> REQUIREMENT:
Scan the material for the word "positive" and copy each line where it occurs.

§

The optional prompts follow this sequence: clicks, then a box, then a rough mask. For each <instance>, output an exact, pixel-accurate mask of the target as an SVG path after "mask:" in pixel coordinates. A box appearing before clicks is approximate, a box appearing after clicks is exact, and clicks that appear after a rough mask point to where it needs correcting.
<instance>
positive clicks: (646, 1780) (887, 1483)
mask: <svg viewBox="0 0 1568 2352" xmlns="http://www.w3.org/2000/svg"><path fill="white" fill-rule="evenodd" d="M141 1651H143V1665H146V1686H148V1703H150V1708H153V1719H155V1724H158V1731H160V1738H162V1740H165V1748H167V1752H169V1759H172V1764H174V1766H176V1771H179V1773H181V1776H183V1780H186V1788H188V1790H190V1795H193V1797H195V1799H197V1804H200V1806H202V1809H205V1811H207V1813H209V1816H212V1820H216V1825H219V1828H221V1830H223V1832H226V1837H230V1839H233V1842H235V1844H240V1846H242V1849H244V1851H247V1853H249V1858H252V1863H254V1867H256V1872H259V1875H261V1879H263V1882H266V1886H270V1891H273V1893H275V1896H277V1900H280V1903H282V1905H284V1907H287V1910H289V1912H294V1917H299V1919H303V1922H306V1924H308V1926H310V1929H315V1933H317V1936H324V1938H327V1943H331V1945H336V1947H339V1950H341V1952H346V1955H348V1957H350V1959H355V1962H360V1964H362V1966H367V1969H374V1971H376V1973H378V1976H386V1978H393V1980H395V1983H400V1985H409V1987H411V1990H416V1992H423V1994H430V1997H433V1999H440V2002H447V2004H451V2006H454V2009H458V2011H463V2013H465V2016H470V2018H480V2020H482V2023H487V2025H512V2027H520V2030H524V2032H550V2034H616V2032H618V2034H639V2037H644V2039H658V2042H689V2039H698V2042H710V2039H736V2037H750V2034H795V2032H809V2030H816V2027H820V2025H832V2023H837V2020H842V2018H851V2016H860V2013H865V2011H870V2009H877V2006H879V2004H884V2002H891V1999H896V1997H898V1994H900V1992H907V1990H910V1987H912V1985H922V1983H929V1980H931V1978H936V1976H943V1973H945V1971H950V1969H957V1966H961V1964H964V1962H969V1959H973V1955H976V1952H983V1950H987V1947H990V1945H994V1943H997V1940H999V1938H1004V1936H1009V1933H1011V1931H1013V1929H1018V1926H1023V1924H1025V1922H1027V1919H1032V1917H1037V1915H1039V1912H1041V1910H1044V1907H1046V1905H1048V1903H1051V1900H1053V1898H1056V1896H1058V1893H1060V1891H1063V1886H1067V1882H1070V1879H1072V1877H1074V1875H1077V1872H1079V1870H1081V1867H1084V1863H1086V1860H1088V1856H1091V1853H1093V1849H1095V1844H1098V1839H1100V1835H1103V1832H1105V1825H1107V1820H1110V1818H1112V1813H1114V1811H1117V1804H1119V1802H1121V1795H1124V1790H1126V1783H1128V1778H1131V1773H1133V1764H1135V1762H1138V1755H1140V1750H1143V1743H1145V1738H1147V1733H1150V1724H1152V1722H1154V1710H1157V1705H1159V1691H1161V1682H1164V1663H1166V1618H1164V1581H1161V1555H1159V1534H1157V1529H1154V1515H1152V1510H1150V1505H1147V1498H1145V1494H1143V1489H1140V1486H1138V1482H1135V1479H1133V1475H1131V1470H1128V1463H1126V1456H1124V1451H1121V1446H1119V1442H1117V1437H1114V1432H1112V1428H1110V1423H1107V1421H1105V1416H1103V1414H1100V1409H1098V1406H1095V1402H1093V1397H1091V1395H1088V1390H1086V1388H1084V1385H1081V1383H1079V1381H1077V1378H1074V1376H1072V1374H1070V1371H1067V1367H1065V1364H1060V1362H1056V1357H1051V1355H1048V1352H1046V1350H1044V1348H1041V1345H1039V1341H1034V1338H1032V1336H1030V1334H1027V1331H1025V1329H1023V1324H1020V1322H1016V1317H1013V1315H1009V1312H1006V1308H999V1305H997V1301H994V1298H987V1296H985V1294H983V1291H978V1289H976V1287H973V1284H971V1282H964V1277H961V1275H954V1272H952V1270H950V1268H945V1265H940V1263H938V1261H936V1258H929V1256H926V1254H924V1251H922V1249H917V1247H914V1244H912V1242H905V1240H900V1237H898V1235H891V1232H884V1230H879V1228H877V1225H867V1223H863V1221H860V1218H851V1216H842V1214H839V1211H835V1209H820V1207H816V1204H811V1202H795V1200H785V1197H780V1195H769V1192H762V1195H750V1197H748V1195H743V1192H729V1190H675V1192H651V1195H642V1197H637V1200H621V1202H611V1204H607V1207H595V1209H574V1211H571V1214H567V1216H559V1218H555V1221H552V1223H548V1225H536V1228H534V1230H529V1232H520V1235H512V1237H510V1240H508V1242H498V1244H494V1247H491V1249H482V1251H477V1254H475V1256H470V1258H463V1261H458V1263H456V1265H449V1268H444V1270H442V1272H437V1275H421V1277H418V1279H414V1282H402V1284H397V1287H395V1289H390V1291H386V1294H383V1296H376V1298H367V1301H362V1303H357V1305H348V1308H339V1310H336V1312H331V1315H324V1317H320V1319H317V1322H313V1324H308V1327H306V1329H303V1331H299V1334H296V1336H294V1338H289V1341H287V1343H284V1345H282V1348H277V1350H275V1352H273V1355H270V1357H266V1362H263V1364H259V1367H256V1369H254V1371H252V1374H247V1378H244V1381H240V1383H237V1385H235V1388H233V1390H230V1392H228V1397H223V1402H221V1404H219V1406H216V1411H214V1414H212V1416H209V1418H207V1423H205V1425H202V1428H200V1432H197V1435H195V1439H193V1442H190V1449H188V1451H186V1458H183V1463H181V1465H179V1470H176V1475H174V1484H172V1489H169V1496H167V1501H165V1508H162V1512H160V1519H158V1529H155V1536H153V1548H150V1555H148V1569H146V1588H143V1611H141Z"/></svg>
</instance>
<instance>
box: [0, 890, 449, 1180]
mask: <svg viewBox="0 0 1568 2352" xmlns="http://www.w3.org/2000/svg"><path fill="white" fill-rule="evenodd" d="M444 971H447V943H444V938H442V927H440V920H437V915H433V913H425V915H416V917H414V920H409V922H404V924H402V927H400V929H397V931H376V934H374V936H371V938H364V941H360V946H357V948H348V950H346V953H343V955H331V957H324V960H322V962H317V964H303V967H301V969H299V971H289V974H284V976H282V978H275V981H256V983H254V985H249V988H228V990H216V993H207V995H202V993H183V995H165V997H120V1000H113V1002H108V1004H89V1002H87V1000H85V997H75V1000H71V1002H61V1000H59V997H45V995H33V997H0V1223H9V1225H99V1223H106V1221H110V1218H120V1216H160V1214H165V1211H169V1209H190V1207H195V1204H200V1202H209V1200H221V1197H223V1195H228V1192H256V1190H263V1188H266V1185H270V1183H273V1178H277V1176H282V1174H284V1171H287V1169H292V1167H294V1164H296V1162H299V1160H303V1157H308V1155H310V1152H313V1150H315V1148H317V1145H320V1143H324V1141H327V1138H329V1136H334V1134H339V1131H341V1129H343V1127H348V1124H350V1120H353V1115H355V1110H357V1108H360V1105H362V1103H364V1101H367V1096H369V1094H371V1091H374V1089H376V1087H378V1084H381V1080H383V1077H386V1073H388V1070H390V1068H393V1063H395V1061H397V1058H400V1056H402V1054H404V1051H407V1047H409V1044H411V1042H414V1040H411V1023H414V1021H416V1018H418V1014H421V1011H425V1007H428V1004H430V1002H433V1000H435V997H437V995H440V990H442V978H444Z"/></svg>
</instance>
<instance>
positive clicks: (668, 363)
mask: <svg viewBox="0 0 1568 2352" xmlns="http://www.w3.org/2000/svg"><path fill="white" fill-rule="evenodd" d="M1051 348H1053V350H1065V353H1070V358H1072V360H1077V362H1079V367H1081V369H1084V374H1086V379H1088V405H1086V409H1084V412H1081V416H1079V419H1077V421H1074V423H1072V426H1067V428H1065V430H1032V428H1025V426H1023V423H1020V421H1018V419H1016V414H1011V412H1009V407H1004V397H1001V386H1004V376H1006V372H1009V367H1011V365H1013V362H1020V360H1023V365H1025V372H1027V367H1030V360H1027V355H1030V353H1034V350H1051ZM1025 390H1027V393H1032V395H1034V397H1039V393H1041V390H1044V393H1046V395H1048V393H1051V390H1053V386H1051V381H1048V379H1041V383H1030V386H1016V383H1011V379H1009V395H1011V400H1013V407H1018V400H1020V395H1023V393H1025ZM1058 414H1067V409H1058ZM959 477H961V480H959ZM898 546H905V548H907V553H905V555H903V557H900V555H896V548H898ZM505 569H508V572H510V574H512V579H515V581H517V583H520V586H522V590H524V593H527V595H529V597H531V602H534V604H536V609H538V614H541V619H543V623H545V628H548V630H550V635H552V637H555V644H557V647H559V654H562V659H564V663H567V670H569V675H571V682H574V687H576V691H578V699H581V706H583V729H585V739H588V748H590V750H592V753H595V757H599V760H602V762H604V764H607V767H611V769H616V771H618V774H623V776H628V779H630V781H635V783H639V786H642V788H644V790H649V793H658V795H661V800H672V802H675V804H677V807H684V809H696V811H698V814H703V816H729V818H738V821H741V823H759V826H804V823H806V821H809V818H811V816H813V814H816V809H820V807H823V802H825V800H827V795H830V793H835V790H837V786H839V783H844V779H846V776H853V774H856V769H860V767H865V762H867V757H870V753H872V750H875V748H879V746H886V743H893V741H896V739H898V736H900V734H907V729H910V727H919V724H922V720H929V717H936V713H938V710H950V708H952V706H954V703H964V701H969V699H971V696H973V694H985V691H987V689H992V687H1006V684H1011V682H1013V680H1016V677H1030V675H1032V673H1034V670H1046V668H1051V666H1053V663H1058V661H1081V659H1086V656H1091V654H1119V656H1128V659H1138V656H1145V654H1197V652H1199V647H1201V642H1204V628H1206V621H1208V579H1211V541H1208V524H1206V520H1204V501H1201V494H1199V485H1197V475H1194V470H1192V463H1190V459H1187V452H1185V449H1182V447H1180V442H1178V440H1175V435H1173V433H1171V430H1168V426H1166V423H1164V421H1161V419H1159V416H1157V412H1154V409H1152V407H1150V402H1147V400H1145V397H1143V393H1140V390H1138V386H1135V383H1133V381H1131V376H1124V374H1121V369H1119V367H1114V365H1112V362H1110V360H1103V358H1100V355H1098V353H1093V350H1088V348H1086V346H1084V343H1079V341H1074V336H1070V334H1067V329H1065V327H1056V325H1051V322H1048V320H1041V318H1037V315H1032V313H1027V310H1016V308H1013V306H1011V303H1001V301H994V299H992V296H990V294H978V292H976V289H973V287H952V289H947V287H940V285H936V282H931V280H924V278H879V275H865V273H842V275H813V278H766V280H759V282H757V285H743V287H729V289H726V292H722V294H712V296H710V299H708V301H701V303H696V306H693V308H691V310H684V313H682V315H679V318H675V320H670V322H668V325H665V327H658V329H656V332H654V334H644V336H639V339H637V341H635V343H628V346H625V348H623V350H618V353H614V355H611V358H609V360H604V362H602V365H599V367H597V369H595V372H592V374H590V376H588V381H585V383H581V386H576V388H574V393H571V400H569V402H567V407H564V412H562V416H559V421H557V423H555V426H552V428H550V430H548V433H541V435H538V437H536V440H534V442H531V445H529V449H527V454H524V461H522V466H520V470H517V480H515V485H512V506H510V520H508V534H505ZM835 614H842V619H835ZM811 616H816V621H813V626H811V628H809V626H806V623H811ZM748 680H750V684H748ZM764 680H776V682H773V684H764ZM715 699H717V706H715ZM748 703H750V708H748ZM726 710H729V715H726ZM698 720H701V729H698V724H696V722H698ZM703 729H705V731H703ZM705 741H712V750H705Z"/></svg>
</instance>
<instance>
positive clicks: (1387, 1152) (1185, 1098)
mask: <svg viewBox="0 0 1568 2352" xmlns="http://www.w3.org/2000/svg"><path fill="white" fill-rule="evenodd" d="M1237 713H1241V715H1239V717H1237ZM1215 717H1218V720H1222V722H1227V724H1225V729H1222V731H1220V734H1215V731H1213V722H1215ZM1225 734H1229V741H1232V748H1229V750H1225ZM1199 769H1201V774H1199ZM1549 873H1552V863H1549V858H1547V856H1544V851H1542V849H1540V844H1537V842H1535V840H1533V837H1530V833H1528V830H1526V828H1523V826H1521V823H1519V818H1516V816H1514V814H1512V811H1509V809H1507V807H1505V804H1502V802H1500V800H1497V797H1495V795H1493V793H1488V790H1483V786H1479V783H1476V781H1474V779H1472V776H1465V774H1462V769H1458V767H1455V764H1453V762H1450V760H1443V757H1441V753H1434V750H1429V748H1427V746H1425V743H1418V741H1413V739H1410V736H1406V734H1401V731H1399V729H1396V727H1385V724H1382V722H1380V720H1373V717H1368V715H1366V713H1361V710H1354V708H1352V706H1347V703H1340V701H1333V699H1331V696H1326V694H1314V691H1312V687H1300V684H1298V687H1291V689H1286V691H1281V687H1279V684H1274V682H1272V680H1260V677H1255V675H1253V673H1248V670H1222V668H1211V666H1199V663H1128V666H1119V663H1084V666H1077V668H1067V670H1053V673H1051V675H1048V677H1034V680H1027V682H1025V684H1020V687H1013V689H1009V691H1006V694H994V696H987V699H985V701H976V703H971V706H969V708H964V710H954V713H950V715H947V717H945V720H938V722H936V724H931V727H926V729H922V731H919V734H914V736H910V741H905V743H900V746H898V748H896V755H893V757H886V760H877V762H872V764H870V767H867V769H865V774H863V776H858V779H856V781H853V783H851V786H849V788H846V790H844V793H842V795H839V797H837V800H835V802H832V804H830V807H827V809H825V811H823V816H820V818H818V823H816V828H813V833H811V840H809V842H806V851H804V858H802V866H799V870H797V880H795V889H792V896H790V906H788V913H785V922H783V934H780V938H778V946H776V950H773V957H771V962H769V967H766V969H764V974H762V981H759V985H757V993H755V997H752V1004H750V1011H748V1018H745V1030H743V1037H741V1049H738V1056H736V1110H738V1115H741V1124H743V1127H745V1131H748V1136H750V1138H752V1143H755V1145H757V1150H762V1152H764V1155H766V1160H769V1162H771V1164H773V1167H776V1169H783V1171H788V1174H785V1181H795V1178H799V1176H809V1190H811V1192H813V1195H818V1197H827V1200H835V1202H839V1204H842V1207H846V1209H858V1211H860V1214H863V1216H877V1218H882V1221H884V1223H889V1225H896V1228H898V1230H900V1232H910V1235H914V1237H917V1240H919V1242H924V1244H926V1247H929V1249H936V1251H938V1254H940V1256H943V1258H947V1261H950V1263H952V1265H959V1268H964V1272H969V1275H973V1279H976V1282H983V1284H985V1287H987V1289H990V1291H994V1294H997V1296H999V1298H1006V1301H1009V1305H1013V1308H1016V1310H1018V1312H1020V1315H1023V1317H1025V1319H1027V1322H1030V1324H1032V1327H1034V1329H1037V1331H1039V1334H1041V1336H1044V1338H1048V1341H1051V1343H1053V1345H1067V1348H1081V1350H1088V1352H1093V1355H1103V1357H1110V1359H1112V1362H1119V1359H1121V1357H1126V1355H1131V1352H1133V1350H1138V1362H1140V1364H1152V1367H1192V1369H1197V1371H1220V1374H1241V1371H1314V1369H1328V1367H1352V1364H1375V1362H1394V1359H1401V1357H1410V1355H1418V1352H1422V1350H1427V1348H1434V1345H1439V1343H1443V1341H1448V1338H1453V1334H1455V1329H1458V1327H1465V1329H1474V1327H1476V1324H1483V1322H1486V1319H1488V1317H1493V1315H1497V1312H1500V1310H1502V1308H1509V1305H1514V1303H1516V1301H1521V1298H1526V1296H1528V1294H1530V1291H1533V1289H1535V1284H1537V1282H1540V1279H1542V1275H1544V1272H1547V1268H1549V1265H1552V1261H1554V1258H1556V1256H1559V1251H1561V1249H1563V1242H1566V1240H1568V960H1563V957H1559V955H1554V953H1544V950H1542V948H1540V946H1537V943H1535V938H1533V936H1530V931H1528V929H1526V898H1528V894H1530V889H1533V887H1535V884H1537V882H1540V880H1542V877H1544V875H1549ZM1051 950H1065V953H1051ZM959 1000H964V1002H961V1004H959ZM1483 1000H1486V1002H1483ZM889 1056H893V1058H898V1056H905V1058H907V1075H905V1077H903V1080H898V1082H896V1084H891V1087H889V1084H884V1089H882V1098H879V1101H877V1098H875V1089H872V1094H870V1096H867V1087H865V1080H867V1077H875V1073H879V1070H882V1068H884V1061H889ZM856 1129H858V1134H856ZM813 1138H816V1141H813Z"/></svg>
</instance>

§

> ANSWER BELOW:
positive clicks: (646, 1780) (887, 1483)
positive clicks: (668, 363)
positive clicks: (1387, 1152) (1185, 1098)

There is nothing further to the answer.